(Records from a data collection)
* BEGIN *
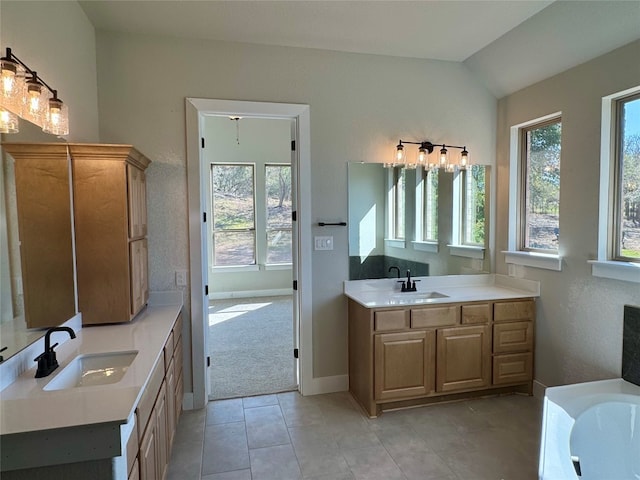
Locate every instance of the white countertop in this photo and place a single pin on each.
(26, 407)
(456, 288)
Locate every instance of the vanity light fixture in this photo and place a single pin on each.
(423, 159)
(26, 95)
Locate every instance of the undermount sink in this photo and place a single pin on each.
(93, 369)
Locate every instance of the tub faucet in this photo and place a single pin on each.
(47, 361)
(396, 269)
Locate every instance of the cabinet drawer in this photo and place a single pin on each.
(391, 320)
(145, 406)
(510, 311)
(479, 313)
(512, 337)
(512, 368)
(434, 316)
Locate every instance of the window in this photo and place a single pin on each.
(626, 206)
(234, 234)
(278, 191)
(473, 200)
(540, 187)
(396, 203)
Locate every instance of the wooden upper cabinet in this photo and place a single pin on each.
(110, 223)
(44, 232)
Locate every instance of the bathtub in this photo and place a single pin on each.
(591, 431)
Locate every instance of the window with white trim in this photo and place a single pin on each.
(539, 199)
(626, 182)
(234, 219)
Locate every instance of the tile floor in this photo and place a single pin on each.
(327, 437)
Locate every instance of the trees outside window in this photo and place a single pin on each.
(627, 181)
(540, 203)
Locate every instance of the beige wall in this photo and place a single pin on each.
(360, 106)
(579, 329)
(57, 40)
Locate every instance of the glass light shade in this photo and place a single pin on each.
(57, 117)
(12, 81)
(8, 121)
(35, 101)
(444, 157)
(400, 154)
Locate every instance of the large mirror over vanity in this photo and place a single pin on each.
(432, 222)
(36, 255)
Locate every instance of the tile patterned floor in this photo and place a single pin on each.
(326, 437)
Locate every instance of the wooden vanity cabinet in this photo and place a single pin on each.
(159, 409)
(403, 356)
(110, 224)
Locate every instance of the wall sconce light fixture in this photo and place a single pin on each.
(26, 95)
(422, 158)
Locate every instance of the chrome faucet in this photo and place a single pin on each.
(407, 285)
(47, 361)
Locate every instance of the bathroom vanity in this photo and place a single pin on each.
(456, 336)
(60, 427)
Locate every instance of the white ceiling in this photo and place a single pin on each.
(508, 44)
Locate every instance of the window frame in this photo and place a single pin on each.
(605, 265)
(269, 230)
(213, 230)
(514, 255)
(523, 199)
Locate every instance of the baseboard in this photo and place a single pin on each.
(276, 292)
(320, 385)
(538, 389)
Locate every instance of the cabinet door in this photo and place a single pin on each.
(464, 358)
(139, 276)
(137, 202)
(404, 364)
(148, 459)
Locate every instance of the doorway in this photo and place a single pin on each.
(197, 177)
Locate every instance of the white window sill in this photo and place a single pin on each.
(545, 261)
(236, 269)
(393, 242)
(469, 251)
(278, 266)
(431, 247)
(626, 271)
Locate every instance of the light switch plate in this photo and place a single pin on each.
(323, 243)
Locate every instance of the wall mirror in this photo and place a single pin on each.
(37, 286)
(432, 223)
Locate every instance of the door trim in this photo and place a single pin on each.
(195, 108)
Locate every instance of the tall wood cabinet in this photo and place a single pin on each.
(43, 204)
(109, 193)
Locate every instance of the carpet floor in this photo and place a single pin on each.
(251, 346)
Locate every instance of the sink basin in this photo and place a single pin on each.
(93, 369)
(417, 297)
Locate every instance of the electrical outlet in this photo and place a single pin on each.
(323, 243)
(181, 278)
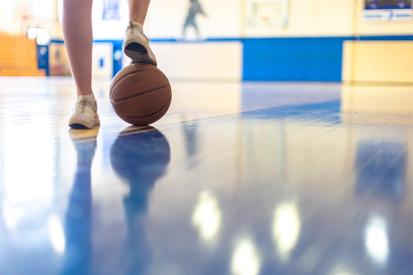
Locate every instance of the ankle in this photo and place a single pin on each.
(87, 97)
(136, 24)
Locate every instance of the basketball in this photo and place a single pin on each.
(140, 94)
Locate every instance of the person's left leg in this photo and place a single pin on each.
(136, 44)
(77, 29)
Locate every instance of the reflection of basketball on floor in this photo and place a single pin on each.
(140, 94)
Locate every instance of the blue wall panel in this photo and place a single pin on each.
(292, 59)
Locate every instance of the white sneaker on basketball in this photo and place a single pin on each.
(136, 45)
(85, 115)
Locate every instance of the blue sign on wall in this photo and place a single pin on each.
(388, 10)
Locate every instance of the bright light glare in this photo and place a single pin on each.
(245, 260)
(207, 216)
(376, 239)
(286, 228)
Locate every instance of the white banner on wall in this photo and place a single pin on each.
(267, 13)
(388, 10)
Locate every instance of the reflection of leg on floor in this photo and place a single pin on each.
(78, 224)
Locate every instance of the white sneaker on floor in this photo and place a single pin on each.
(85, 115)
(136, 45)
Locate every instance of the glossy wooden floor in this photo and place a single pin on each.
(236, 179)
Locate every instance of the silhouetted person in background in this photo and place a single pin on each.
(195, 9)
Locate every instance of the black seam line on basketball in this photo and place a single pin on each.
(142, 93)
(151, 114)
(143, 70)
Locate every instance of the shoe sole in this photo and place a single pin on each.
(138, 53)
(84, 125)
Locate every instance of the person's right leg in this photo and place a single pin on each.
(77, 29)
(136, 44)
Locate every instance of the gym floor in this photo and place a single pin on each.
(246, 179)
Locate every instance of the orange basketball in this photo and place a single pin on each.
(140, 94)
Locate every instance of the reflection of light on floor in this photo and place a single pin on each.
(286, 228)
(56, 234)
(245, 260)
(377, 99)
(12, 215)
(207, 216)
(376, 239)
(342, 270)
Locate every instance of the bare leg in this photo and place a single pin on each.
(138, 10)
(77, 29)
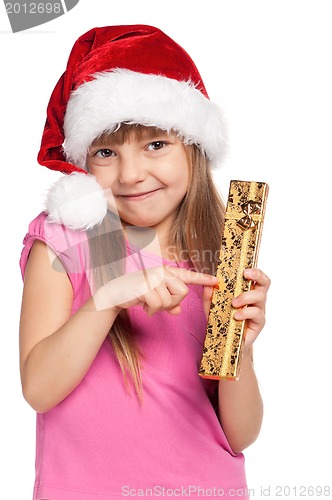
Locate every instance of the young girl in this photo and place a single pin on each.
(118, 276)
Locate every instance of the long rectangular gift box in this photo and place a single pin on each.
(223, 346)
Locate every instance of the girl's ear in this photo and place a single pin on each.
(77, 201)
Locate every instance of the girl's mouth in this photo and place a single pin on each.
(140, 196)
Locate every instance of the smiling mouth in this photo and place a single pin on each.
(139, 196)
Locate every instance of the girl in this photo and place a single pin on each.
(118, 276)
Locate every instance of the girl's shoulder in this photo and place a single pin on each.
(71, 247)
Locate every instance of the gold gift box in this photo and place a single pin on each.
(222, 352)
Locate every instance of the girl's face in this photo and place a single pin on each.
(148, 177)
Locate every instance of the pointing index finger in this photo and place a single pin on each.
(192, 277)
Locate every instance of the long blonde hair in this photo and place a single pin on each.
(195, 236)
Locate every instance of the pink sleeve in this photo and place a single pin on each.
(71, 247)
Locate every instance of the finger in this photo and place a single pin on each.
(257, 297)
(261, 279)
(192, 277)
(254, 314)
(207, 296)
(153, 302)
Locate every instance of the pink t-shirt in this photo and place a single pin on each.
(99, 443)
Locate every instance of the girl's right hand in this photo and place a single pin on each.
(159, 288)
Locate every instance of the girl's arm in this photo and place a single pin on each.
(57, 349)
(240, 402)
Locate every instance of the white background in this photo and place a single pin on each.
(268, 64)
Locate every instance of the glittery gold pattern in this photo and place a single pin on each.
(223, 346)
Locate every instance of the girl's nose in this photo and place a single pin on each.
(131, 170)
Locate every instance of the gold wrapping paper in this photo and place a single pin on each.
(222, 352)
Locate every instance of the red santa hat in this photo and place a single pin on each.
(120, 74)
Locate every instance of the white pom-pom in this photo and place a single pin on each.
(77, 201)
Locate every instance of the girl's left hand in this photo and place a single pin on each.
(250, 305)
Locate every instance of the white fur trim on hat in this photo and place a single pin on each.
(76, 201)
(123, 95)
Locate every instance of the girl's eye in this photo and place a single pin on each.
(154, 146)
(104, 153)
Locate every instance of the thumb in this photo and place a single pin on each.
(207, 296)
* END *
CHALLENGE: Repeat exactly, and only, the lines from the line containing "Locate every instance of the girl's face" through the last line of the records above, both included.

EXPECTED ANSWER:
Locate every instance of the girl's face in this photo and place a single pin on each.
(148, 177)
Locate every instance of the pointing index finger in this photo and place a single pin on each.
(192, 277)
Locate every instance of the long blonde hair in this photo and place a single pin on each.
(195, 236)
Locate every instance of the pink sleeve in this photo and place a single pin on each.
(71, 247)
Locate every instance of the finger in this photo and place a single pin on each.
(257, 297)
(261, 279)
(192, 277)
(254, 314)
(207, 296)
(153, 302)
Locate every instance of the pink t-shirt in this photo and place a single pin on each.
(99, 443)
Locate every instance of the girl's right hand in this photo and place a single pin on each.
(159, 288)
Locate every instance of the girl's arm in this photo and place a single pin on each.
(57, 349)
(240, 402)
Locate every instance of the white background in this photo and place a single pin on each.
(268, 64)
Locate every instance of the glittery gold pattern in this photo and place a single pin on each.
(223, 346)
Locate every instance of the girl's nose in this photo and place a single pin on each.
(131, 170)
Locate every instance of the gold wrapping paper in this photo and place a single pin on each.
(222, 352)
Locate every instance of the red santa hat in this photo and place a single pin on each.
(120, 74)
Locate every instance of the white pom-pom in this photo and place a single pin on each.
(77, 201)
Locate every instance of the girl's left hand in this photo and place a single pin on each.
(250, 305)
Locate every instance of the white fur trim on hat in this photo and place a single pin on each.
(76, 201)
(123, 95)
Locate every instance of the girl's eye in this photo and place a single pin on each.
(154, 146)
(104, 153)
Locate every instance of the thumb in this photo and place a single pin on each.
(207, 296)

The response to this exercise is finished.